### TASK PROMPT
Rewrite the listing lines from the one containing "where the layered" down through the one containing "xmin=22 ymin=434 xmax=72 ymax=454", changing "dark green foliage" to "dense green vegetation" and keeping everything else the same.

(Stored dataset items)
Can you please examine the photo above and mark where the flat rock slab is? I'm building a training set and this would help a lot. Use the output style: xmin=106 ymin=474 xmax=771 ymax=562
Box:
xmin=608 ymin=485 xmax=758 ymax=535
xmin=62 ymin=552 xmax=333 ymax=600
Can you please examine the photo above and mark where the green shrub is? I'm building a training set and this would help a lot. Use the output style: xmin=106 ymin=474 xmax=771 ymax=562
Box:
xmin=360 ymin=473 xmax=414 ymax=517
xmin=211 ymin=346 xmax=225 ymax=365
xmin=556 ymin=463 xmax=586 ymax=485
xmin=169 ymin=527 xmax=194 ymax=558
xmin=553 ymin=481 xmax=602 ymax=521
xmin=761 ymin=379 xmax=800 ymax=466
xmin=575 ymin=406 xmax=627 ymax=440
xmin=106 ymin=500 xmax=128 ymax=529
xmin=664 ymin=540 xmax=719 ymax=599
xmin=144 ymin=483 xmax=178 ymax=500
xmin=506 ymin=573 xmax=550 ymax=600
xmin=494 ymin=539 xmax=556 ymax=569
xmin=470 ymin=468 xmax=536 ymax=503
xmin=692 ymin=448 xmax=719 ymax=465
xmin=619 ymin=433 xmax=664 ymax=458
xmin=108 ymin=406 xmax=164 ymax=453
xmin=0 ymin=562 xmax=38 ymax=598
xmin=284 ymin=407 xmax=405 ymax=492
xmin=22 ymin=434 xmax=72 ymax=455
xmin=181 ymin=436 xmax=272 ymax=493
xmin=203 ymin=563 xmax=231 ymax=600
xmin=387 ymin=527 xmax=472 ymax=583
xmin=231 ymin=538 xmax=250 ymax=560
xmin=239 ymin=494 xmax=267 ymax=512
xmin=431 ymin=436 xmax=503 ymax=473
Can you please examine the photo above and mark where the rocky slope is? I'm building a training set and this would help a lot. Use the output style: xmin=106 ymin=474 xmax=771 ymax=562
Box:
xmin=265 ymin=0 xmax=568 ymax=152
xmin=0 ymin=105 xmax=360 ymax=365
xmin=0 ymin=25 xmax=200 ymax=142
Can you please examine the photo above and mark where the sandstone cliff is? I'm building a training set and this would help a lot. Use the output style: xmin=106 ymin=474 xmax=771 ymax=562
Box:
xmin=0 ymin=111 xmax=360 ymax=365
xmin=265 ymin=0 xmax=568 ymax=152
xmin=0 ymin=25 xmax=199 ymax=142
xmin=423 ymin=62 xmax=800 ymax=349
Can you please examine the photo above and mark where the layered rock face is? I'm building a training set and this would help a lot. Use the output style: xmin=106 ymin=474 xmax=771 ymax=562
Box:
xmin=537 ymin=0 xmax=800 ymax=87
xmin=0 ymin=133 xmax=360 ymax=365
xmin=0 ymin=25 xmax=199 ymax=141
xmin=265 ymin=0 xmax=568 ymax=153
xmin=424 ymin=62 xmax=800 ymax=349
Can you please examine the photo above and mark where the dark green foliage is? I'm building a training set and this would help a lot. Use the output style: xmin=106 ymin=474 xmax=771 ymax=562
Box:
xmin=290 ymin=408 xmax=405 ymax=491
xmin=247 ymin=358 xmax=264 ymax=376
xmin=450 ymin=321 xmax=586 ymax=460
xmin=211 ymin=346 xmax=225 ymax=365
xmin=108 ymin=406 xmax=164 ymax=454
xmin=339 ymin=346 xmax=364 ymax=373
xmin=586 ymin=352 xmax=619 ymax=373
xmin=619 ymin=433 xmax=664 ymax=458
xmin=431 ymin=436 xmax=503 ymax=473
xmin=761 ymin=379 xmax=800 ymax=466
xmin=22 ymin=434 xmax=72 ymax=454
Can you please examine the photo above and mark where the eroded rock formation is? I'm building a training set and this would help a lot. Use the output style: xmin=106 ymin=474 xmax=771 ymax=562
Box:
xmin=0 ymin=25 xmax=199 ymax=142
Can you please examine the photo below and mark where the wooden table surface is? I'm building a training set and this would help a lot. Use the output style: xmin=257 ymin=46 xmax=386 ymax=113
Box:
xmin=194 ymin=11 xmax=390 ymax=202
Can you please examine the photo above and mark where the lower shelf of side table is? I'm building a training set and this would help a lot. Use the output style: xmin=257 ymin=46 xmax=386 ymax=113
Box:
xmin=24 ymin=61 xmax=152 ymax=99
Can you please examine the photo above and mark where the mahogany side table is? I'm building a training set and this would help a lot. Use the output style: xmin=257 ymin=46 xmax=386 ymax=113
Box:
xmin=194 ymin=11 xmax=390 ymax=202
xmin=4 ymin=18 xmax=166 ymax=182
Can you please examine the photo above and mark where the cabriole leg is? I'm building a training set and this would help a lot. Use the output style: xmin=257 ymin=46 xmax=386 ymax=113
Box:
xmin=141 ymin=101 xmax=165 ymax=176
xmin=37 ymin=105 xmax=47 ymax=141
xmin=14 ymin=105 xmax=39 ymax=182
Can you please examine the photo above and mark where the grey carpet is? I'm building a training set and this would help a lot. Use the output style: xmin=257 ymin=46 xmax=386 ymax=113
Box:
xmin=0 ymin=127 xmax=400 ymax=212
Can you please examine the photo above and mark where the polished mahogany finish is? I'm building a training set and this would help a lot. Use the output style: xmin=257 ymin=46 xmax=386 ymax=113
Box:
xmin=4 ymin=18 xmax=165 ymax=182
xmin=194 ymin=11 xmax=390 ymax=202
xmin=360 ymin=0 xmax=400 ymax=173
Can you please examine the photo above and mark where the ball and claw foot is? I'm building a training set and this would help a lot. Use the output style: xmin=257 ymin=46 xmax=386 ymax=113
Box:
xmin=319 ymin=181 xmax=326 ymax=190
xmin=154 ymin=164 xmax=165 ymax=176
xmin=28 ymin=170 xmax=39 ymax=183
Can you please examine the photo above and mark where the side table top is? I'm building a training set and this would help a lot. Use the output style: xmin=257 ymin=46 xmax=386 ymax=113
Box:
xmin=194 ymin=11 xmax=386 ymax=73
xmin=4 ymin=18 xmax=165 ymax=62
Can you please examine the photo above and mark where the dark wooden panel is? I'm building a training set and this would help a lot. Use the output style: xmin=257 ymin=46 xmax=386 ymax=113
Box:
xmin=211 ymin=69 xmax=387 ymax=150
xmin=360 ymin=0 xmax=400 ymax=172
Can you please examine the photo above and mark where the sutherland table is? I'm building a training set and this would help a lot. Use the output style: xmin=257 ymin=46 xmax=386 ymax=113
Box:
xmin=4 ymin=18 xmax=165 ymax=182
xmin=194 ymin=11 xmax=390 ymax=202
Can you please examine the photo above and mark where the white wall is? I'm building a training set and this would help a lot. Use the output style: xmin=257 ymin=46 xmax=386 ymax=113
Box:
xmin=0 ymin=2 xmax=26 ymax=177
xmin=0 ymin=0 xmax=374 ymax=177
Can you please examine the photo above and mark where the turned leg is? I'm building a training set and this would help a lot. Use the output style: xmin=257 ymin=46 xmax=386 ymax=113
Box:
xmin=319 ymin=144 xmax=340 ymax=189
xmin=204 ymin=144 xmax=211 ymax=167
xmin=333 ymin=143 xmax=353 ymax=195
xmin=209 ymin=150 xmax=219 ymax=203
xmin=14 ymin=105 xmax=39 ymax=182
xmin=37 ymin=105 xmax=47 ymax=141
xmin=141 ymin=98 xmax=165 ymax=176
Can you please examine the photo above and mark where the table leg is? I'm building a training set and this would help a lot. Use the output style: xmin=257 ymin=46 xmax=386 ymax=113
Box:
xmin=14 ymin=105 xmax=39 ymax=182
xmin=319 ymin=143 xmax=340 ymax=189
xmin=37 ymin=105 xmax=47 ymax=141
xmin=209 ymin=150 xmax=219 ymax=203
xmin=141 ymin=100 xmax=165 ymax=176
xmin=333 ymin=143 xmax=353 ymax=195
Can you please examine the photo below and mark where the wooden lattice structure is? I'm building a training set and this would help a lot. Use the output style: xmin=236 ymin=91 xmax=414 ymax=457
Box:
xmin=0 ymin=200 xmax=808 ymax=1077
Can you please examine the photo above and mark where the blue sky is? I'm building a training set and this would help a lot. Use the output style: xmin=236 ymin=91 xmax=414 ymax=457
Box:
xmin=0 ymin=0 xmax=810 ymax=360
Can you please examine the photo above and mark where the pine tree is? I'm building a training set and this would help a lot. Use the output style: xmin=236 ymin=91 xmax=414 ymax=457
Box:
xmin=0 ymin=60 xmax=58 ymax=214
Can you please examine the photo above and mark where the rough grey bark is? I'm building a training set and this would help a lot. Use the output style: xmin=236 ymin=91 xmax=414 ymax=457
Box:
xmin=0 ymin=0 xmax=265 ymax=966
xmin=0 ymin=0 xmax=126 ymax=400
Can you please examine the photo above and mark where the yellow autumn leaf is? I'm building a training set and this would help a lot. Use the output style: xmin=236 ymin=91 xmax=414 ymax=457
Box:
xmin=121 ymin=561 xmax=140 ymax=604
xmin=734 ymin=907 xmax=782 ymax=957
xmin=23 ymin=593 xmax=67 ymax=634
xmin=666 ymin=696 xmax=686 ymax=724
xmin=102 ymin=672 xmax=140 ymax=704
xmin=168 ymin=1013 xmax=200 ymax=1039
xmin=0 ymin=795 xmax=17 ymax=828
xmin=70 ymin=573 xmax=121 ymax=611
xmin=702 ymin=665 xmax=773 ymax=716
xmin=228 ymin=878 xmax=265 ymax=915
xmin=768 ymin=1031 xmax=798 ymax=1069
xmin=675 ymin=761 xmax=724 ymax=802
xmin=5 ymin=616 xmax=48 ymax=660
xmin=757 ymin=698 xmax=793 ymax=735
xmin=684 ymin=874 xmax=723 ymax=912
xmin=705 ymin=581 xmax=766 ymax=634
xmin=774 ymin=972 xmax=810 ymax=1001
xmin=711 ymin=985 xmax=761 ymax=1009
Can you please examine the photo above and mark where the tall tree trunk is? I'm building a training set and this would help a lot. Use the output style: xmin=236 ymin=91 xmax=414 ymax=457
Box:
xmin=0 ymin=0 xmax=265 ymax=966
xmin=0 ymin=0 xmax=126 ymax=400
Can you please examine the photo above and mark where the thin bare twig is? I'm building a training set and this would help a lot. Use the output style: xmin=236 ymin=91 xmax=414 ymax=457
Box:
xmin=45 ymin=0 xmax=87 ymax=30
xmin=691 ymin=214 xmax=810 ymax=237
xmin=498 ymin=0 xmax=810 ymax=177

### OUTPUT
Can you please examine the photo above and mark where the layered rock face is? I'm building a training set and this would help a lot. Use the output style: xmin=106 ymin=474 xmax=771 ymax=562
Box:
xmin=537 ymin=0 xmax=800 ymax=87
xmin=0 ymin=133 xmax=360 ymax=365
xmin=0 ymin=25 xmax=199 ymax=141
xmin=265 ymin=0 xmax=568 ymax=153
xmin=424 ymin=62 xmax=800 ymax=349
Can you please examine the photo above and mark where the dense green vegetation is? I'm building a training set and this would help a lot. Use the output style: xmin=106 ymin=474 xmax=771 ymax=562
Box:
xmin=290 ymin=408 xmax=405 ymax=491
xmin=247 ymin=358 xmax=264 ymax=376
xmin=450 ymin=321 xmax=586 ymax=460
xmin=211 ymin=346 xmax=225 ymax=365
xmin=108 ymin=406 xmax=164 ymax=454
xmin=339 ymin=346 xmax=364 ymax=373
xmin=586 ymin=352 xmax=619 ymax=373
xmin=619 ymin=433 xmax=664 ymax=458
xmin=431 ymin=436 xmax=503 ymax=473
xmin=761 ymin=379 xmax=800 ymax=466
xmin=22 ymin=434 xmax=72 ymax=454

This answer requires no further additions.